Up to and including the line that contains "TARGET = sky", reproduce every line exactly, beginning with the first line below.

*****

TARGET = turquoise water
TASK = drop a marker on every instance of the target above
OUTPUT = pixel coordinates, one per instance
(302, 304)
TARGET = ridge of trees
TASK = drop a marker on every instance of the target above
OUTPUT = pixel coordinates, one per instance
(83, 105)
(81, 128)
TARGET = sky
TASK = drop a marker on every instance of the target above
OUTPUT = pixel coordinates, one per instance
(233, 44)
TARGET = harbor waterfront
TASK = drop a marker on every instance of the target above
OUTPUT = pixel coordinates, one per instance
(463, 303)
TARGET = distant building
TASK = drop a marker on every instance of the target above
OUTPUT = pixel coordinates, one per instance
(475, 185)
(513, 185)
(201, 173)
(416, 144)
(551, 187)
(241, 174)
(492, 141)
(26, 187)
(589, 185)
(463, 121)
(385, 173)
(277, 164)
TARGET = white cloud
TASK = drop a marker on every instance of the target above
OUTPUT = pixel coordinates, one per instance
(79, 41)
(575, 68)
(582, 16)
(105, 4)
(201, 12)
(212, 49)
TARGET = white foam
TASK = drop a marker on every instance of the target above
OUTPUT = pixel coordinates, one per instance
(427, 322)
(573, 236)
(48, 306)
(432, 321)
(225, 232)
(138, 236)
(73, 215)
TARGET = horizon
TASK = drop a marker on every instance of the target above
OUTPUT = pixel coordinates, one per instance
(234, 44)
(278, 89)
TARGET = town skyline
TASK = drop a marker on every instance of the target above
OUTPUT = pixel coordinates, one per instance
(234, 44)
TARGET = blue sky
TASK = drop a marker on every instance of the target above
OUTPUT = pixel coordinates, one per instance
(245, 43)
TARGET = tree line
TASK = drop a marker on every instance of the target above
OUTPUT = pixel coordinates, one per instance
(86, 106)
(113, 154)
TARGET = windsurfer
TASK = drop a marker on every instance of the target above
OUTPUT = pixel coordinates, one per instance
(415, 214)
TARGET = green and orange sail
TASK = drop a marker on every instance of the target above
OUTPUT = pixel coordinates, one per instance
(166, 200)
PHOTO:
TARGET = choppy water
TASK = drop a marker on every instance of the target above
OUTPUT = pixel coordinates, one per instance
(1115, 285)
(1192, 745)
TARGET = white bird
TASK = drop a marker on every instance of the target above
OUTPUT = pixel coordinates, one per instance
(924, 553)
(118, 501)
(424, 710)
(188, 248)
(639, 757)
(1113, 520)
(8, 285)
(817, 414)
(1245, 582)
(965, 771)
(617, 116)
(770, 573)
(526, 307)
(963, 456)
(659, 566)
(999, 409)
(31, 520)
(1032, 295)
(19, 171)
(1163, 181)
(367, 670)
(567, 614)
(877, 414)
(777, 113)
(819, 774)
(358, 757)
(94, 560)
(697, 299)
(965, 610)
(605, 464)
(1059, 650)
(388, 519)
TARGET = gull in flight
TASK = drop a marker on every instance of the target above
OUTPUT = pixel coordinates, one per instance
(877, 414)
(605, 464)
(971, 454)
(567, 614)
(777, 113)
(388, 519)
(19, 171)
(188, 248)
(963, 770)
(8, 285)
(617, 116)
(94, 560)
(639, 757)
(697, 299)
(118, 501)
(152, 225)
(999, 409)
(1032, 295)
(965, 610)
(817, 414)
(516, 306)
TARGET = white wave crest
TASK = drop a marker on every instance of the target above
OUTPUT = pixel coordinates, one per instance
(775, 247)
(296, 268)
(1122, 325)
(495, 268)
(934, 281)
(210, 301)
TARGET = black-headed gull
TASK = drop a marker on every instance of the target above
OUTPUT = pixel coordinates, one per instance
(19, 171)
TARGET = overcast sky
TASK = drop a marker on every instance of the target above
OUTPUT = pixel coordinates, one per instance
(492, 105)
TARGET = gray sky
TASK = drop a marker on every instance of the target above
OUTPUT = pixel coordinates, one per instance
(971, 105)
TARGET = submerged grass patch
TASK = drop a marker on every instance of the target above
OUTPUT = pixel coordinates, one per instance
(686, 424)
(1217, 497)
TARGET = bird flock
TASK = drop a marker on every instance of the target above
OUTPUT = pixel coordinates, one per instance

*****

* Exercise answer
TARGET = turquoise water
TASK = drop a marker on every instance of the target above
OUTPUT = pixel coordinates, one per instance
(302, 304)
TARGET = ridge of trees
TASK = drop a marker on every instance of the target above
OUTPUT = pixel coordinates, one per instance
(83, 105)
(81, 128)
TARGET = sky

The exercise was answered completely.